• _Given text_
________________________________________
Wednesday, June 1, 2011

Chinatown stores asked to stop selling Taiwan food products

An environmental group is urging store owners in Chinatown in Binondo, Manila, to be on the alert for contaminated Taiwan-made food products following a recent Food and Drug Administration’s (FDA) warning.

The FDA recently advised the public to avoid Taiwanese fruit jams and preserves, fruit juices, sports drinks, teas, food powders and food or food supplement tablets, while the Taiwan government has yet to identify products illegally containing Di (2-ethylhexyl) phthalate (DEHP), a plastic-making chemical that can be dangerous when ingested in high doses.

The chemical could cause infertility and block development of male sex organs, FDA officials said.

Earlier this month, Taiwan issued a major recall of products, including more than 460,000 bottles of sports drinks and fruit juice, over fears they contained the chemical widely used in manufacturing PVC products.

Taipei warned Manila last week that DEHP could have been illegally added to food products that were exported to the Philippines.

On Tuesday morning, the EcoWaste Coalition went from store to store in Chinatown, bearing placards in Chinese and English that said “Don’t sell unless proven DEHP–free.”

They stopped by stores from Binondo Church to Sta. Cruz Church, weaving their way through Ongpin, Carvajal, Salazar, Masangkay, T. Alonzo and T. Mapua streets.

They gave supermarkets, groceries and drug stores a list of DEHP–contaminated products downloaded from the Taiwanese government website, and asked the sellers to pull out “high-risk” Taiwanese products from their shelves.

In a statement, Aileen Lucero, chemical safety campaigner of EcoWaste Coalition, appealed to “all importers, distributors, and vendors of high-risk beverage, food and medicinal goods from Taiwan to temporarily stop from selling such products until consumer safety from DEHP is totally guaranteed.”

“To date, almost 500 product items manufactured by 155 Taiwanese food and drink companies have been found to contain DEHP,” EcoWaste said in a statement.

The group also advised sellers that products that fail to secure DEHP-free certifications should be returned to importers or distributors for safe disposal.

The FDA had earlier warned that DEHP, especially when taken by children, could lead to testicular defects, kidney and fertility problems, and even cancer.

The FDA is monitoring some imported Taiwanese sport drinks, fruit juices and soft drinks that Taipei said may contain excessive amounts of DEHP, FDA spokesperson Jesusa Joyce Cirunay said.

“Our government has asked Taiwan for a list, and we are tracking these products,” she added.

Cirunay did not name the brands on the list, saying no traces of DEHP contamination have been found and there have been no reports of people falling ill in the Philippines.
________________________________________
• _Exercise description_
Rewrite the article on Taiwan food products starting at the words "An environmental group" and stopping after "in high doses.", with "store owners" changed to "shopkeepers". The items on this page are not needed.
________________________________________
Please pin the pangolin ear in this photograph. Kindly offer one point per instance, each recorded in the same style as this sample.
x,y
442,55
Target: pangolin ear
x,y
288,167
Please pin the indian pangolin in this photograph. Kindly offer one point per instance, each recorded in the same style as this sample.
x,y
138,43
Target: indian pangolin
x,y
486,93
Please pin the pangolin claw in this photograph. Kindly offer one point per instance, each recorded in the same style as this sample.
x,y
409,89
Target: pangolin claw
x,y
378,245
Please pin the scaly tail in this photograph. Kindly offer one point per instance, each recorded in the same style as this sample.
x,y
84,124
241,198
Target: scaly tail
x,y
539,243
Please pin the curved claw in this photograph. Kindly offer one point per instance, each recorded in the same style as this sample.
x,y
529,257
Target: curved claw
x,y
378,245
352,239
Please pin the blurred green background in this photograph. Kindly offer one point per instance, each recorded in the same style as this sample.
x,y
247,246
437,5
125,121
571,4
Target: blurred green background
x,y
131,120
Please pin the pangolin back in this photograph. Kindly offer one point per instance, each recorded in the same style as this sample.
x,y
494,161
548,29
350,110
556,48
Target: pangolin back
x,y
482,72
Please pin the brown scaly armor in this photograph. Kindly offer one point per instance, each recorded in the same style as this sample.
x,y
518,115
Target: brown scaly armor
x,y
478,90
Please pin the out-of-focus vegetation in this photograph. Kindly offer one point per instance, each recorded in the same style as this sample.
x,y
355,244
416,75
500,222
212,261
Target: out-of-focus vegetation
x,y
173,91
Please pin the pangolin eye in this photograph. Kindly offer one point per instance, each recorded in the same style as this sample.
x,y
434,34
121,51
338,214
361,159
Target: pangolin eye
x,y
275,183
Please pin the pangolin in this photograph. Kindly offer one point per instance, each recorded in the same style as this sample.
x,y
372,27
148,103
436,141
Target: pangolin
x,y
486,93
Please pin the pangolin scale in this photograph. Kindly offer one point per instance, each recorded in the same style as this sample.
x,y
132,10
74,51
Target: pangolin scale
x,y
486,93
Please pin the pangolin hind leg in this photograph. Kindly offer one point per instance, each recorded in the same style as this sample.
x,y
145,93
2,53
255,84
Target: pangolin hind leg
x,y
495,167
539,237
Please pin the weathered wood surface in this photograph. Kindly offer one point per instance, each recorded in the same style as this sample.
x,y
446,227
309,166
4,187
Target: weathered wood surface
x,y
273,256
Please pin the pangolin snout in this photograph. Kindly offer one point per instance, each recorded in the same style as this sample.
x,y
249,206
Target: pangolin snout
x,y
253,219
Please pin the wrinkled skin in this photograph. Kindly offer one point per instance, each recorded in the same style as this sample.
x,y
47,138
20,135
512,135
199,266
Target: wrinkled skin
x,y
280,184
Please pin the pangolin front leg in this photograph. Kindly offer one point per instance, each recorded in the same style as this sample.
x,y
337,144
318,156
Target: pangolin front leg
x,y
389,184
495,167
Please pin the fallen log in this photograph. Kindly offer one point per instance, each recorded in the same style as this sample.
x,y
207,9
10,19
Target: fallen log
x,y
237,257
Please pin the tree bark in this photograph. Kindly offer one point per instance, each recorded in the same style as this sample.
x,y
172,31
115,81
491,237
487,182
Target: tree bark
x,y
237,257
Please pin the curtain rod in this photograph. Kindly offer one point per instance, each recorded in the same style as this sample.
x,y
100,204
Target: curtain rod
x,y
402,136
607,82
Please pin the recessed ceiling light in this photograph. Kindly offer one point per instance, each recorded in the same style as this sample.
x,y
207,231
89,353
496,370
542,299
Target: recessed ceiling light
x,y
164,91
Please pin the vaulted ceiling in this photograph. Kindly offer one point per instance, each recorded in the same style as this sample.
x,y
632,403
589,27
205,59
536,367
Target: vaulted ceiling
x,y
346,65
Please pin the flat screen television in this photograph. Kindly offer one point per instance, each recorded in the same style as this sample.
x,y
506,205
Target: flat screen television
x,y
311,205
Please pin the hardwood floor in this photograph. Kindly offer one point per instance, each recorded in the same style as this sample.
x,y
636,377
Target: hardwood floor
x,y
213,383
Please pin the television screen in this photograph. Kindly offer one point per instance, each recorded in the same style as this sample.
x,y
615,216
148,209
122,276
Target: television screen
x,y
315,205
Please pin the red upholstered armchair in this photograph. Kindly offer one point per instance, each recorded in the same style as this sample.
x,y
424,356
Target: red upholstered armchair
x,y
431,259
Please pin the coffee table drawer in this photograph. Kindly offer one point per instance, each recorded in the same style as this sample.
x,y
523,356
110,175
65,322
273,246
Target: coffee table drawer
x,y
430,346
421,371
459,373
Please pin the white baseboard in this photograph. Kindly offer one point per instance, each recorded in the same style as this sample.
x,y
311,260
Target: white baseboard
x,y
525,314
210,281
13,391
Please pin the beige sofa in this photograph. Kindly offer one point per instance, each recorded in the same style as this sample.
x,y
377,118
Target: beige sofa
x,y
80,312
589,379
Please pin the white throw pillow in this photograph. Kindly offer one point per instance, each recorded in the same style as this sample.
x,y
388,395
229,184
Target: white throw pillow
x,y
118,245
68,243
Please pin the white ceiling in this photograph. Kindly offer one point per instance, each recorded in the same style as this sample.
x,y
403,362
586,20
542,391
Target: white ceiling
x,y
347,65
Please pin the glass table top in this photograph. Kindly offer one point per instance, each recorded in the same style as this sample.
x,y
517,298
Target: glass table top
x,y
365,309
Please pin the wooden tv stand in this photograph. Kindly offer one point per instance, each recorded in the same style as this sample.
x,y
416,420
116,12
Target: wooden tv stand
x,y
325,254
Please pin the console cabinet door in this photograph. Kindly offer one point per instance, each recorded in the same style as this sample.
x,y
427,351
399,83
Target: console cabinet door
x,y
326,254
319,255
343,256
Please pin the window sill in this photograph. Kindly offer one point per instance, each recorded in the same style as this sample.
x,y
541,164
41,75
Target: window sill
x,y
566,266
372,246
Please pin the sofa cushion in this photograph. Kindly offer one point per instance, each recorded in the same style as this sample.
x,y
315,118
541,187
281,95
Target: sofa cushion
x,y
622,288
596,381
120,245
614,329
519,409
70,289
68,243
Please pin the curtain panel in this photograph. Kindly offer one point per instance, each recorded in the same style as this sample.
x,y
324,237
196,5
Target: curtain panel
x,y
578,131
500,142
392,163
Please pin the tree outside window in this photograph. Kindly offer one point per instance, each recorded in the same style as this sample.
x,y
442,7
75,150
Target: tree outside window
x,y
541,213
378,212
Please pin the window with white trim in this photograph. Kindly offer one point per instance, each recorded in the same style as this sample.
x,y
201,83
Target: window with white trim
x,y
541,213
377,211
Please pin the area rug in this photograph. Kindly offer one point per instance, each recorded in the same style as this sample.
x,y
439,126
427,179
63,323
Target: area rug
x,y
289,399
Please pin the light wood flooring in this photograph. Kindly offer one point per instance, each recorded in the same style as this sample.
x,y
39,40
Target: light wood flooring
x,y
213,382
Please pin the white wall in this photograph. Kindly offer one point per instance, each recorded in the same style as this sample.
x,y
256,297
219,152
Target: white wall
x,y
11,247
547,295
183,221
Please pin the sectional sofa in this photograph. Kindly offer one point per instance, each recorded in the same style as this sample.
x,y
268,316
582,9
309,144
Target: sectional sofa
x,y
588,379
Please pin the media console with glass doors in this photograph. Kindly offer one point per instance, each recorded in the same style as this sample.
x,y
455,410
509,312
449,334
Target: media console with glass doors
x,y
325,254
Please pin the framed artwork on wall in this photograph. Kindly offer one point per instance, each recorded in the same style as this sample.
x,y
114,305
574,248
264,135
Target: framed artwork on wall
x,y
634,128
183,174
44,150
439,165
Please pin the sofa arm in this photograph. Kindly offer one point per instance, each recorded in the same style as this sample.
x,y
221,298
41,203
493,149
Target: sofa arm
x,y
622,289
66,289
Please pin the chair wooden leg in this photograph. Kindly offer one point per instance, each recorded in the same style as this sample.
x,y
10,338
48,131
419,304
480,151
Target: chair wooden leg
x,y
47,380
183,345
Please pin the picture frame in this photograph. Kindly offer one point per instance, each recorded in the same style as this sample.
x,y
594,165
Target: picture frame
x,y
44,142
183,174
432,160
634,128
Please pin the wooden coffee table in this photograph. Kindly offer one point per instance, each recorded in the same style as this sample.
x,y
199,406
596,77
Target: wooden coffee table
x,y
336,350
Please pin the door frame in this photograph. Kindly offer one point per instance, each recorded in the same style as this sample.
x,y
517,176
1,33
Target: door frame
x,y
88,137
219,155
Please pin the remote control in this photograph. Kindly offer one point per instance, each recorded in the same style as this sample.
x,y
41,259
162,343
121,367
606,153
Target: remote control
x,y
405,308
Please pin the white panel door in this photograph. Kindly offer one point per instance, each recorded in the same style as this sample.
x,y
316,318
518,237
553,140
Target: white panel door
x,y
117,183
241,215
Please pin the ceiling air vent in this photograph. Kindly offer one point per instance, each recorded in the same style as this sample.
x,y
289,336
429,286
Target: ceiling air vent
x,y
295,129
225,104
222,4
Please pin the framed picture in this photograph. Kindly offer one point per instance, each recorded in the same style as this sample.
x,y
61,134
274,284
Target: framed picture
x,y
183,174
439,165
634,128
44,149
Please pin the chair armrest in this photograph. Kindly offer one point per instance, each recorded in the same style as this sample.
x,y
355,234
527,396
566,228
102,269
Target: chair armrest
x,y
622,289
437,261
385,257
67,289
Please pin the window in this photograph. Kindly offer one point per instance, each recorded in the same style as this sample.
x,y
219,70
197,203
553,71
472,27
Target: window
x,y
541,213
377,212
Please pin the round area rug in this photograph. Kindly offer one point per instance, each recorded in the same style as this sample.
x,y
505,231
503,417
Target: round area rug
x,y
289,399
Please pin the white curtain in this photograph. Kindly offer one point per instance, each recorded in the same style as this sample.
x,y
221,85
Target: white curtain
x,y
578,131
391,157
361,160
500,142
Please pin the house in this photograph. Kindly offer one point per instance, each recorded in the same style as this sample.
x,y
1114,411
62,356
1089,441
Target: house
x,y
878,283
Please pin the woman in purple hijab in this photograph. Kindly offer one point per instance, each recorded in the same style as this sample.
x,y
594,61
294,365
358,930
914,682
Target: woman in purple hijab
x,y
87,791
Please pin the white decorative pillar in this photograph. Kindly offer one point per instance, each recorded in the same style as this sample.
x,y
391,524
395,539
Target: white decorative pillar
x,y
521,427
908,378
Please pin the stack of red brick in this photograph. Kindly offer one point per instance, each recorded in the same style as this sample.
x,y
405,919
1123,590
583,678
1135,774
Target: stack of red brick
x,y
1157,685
________________________________________
• _Exercise answer_
An environmental group is urging shopkeepers in Chinatown in Binondo, Manila, to be on the alert for contaminated Taiwan-made food products following a recent Food and Drug Administration’s (FDA) warning.

The FDA recently advised the public to avoid Taiwanese fruit jams and preserves, fruit juices, sports drinks, teas, food powders and food or food supplement tablets, while the Taiwan government has yet to identify products illegally containing Di (2-ethylhexyl) phthalate (DEHP), a plastic-making chemical that can be dangerous when ingested in high doses.